AUSZUG -
===============
In dieser Phase entschied ich mich dazu mein Studium gänzlich abzubrechen, da es keinen Erfolg mehr versprach und stieg in meinen damaligen Nebenjob bzw. heutigen Job voll ein. Ich fiel auch die Entscheidung dort die Karriereleiter weiter aufsteigen zu wollen. Was dort jedoch relativ schwierig und mit sehr vielen Opfern verbunden ist.
Kein halbes Jahr darauf wollte ich mit meiner damaligen Freundin zusammenziehen. Mal eben 150 km weiter ziehen, ohne großen Plan, ohne finanzieller Sicherheiten und ohne weitere Bekanntschaften vor Ort. Dieser "Plan" wurde durch erst eine schwere Depression und einem Klinikaufenthalt, bei welchem sie mit mir Schluss machte, vereitelt.
In den letzten Zwei Monaten dieser Phase war ich zudem sehr gereizt und rutschte auch an einzelnen Tagen in eine äußerst traurige und der Depression ähnliche Stimmung.


ca. Oktober 2007 bis Februar 2008 - auf leichte/mittelschwere Depression folgend

In dieser Zeit begann ich meine Ausbildung. Es erfüllte mich sehr zu arbeiten bzw. sogar zu lernen und dafür Geld zu verdienen. Ich fühlte mich unabhängiger, ausgeglichener und besser gelaunt als alle Jahre zuvor. Meine Arbeitgeber lobten meine Arbeit und meinen Enthusiasmus dabei. Ich vernachlässigte meinen Freundeskreis und arbeitete ohne Pausenzeiten einzuhalten. Trotzdem war ich voller Energie und Tatendrang.
===============
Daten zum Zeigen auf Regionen
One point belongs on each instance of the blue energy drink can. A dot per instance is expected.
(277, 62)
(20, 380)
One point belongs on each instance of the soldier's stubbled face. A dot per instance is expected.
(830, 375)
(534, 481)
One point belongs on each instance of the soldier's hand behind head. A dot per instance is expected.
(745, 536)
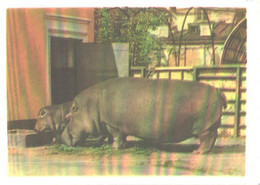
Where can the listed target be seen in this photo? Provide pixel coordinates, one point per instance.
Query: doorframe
(66, 27)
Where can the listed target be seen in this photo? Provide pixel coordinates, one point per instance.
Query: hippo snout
(39, 128)
(65, 137)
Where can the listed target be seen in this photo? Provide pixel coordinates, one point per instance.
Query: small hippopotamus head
(44, 120)
(79, 126)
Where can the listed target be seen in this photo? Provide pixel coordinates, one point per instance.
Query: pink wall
(27, 86)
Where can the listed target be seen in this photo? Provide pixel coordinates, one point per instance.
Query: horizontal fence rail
(230, 79)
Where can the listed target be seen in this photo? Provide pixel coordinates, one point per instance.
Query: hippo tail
(223, 98)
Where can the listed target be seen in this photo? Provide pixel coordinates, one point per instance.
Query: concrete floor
(226, 159)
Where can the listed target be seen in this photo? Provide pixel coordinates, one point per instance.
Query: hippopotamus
(53, 118)
(158, 111)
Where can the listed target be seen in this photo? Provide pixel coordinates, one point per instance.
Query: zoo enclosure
(230, 79)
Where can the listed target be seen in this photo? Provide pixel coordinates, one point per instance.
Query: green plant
(132, 25)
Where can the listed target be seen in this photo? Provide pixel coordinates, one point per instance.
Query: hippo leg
(118, 139)
(207, 140)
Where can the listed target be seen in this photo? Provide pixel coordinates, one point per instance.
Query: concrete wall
(27, 76)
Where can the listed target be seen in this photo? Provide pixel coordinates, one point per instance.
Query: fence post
(143, 71)
(237, 105)
(195, 75)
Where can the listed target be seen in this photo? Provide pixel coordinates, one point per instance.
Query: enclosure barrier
(230, 79)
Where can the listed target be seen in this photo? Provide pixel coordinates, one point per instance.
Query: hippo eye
(74, 109)
(42, 113)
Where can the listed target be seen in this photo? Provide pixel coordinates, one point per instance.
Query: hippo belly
(160, 111)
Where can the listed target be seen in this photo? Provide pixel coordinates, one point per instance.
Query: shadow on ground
(188, 148)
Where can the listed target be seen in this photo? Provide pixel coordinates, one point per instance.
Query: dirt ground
(138, 159)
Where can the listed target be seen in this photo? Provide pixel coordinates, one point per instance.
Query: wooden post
(237, 105)
(158, 74)
(143, 72)
(182, 74)
(195, 74)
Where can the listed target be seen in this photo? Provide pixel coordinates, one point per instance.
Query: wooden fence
(231, 79)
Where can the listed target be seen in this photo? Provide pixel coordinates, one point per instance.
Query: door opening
(63, 73)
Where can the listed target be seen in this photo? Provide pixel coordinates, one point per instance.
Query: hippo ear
(42, 113)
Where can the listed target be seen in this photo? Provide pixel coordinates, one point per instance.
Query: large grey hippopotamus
(53, 118)
(159, 111)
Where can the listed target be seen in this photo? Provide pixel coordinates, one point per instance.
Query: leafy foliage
(132, 25)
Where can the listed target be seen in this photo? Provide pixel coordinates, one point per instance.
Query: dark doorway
(63, 73)
(76, 66)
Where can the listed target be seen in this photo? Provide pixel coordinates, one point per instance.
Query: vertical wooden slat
(195, 74)
(143, 72)
(237, 105)
(182, 74)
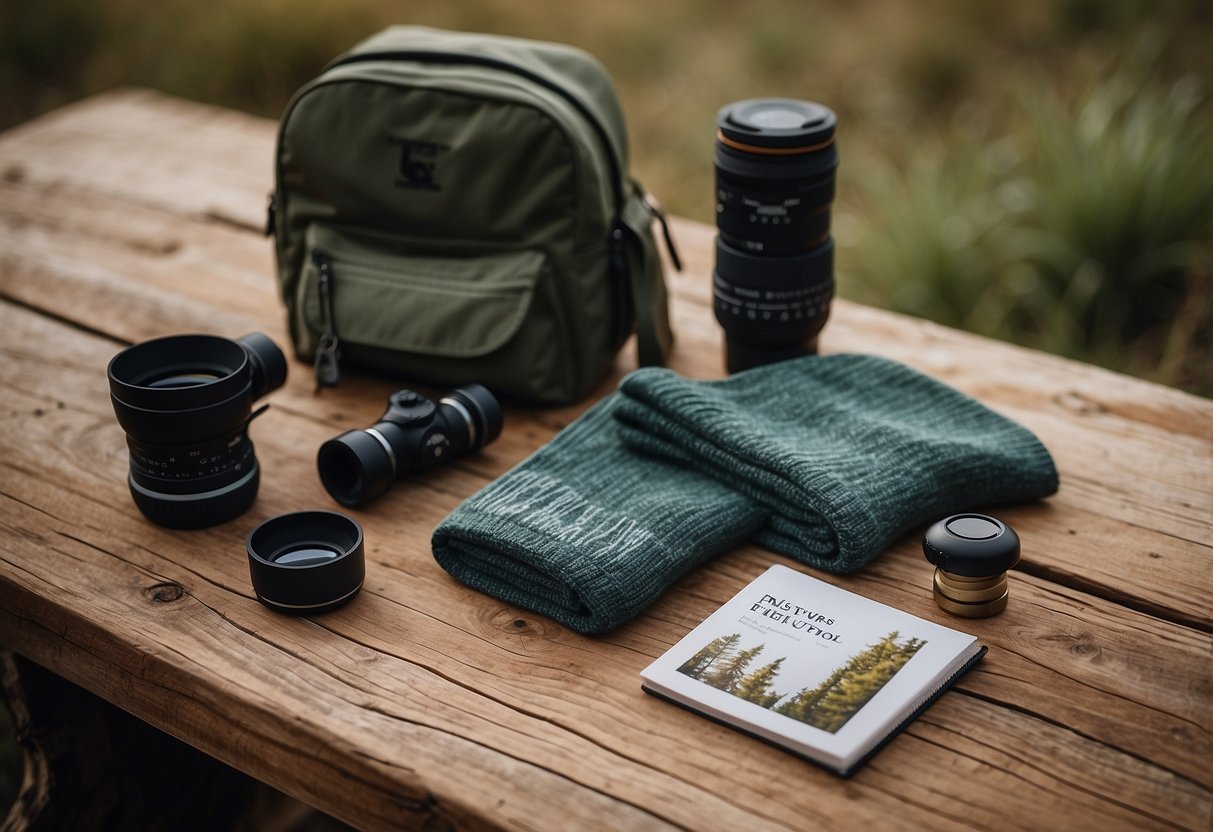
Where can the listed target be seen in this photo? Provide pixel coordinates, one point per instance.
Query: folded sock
(846, 451)
(587, 533)
(825, 460)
===============
AUFGABEN -
1) Beantworte diese Fragen zum Erfahrungsbericht:
(a) Wie viele Kilometer weit wollte die schreibende Person mit der damaligen Freundin wegziehen?
(b) Welcher Zeitraum ist für die Phase angegeben, in der die Ausbildung begann?
(c) Wofür lobten die Arbeitgeber die schreibende Person?
2) Stimmen diese Aussagen mit dem Erfahrungsbericht überein? Antworte jeweils mit Ja oder Nein und zitiere die entscheidenden Worte.
(a) Die schreibende Person brach das Studium ab.
(b) Der Umzug zur damaligen Freundin fand wie geplant statt.
(c) Während der Ausbildung hielt die schreibende Person die Pausenzeiten genau ein.
3) Führe den Erfahrungsbericht über die Phasen der Depression nach dem letzten Satz weiter.
Die Daten haben mit dem Erfahrungsbericht nichts zu tun.

LÖSUNGEN -
1)
(a) 150 km
(b) ca. Oktober 2007 bis Februar 2008
(c) Für die Arbeit und den Enthusiasmus dabei

2)
(a) Ja: „entschied ich mich dazu mein Studium gänzlich abzubrechen“
(b) Nein: „Dieser "Plan" wurde durch erst eine schwere Depression und einem Klinikaufenthalt, bei welchem sie mit mir Schluss machte, vereitelt.“
(c) Nein: „arbeitete ohne Pausenzeiten einzuhalten“

3)
Meine ersten Gehälter gingen für viele technischen Spielsachen drauf: neues Handy, PC-Spiele die ich immer haben wollte, neue Grafikkarte, eine (für meine Verhältnisse) teure Uhr... und Fachbücher. Trotz guter Laune war ich bessessen davon alles über Depressionen zu lesen und zu lernen was es gibt. Beginnend mit Selbsthilfebüchern fing ich schnell an mich auch an teuere Fachbücher zu machen. Dabei lass ich meist nur ein oder zwei Kapitel und dann waren diese schon wieder recht uninteressant für mich. Es musste das nächste Buch her. Im Nachhinein erschien ein Bibliotheksausweis die nachhaltigere Alternative zu sein.
Diese Phase endete in einer für mich verhältnismäßig normalen Stimmung. Die nächste depressive Phase sollte mich jedoch zu meiner ersten ambulanten Therapie führen.



Die weiteren Jahre zuvor bzw. Zeiten dazwischen erkenne ich selbst keine manie-ähnlichen Phasen. Höchstens vielleicht Phasen von Stabilität und weitestgehend normalen Stimmungen. Diese hielten jedoch nur selten länger als zwei Monate an. Überwiegend waren depressive Phasen meist im mittelschweren Bereich.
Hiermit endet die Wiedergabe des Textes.